_Given text_
---------------
At Large in Ballard: One in seven
Mon, 09/21/2009
For 22 years I have been coming home to Ballard in the fall. After several weeks in the family cottage, home in Seattle feels strange at first until I’m sucked into the pile of unopened mail and old messages.
But the flight west is always a time for reflection, thinking back to previous summers and looking ahead to the upcoming year.
Three summers ago my best friend from college died of breast cancer on Sept 11. So when I returned home to a message from a local woman asking me to remind readers that October is state and nationally-designated as Breast Cancer Awareness Month it touched a nerve.
Frederica Elliott wrote that her mother had died of breast cancer at a relatively young age; she worried that in this economy women over 40 might skip their annual mammogram.
My friend Lisa had just turned 46 when she died; we both had August birthdays. She had hoped to at least be able to watch her older son graduate from high school but it didn’t work out that way. She was from Maine; when I am back east I sometimes turn toward a voice because I think it is hers.
But even as I thought about Lisa on my flight back to Seattle I was planning ahead, because every Thursday I am surrounded by the most interesting women who happen to be breast cancer survivors. For the last two years I’ve facilitated a Cancer Lifeline writing workshop at the non-profit’s Green Lake location.
Cancer Lifeline is in its 36th year of providing services to anyone whose life has been affected by cancer, starting with a 24-hour support line and now providing support services and classes in multiple locations, with an emphasis on healing arts, from collage through drumming.
Years and years ago I called that lifeline as a caregiver and five years ago I found their writing workshop after my writing partner died of lung cancer. At the writing table there’s a woman with just two more weeks of chemotherapy, a woman celebrating two years cancer free, another 27 years cancer free.
They are scientists, teachers, nurses, actors, anthropologists, but also mothers, daughters, aunts and grandmothers. As one woman wrote at Cancer Lifeline, “The cancer isn’t me.”
---------------
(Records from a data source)
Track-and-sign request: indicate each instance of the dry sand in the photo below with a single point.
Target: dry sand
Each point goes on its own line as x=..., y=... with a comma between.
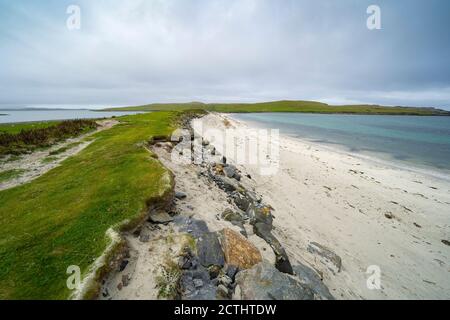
x=366, y=211
x=38, y=163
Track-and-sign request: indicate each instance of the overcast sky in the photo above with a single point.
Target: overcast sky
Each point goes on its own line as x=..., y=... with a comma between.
x=142, y=51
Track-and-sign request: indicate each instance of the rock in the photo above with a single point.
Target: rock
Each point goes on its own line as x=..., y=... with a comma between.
---------------
_Assigned task 1_
Write out the part of the Ballard column from "At Large in" to "touched a nerve." word for word.
_Assigned task 2_
Answer these from the Ballard column:
(a) How old was the writer's friend Lisa when she died?
(b) At which Cancer Lifeline location does the writer lead the writing workshop?
(c) What year of providing services is Cancer Lifeline in?

_Answer space 1_
At Large in Ballard: One in seven
Mon, 09/21/2009
For 22 years I have been coming home to Ballard in the fall. After several weeks in the family cottage, home in Seattle feels strange at first until I’m sucked into the pile of unopened mail and old messages.
But the flight west is always a time for reflection, thinking back to previous summers and looking ahead to the upcoming year.
Three summers ago my best friend from college died of breast cancer on Sept 11. So when I returned home to a message from a local woman asking me to remind readers that October is state and nationally-designated as Breast Cancer Awareness Month it touched a nerve.

_Answer space 2_
(a) 46
(b) Green Lake
(c) Its 36th year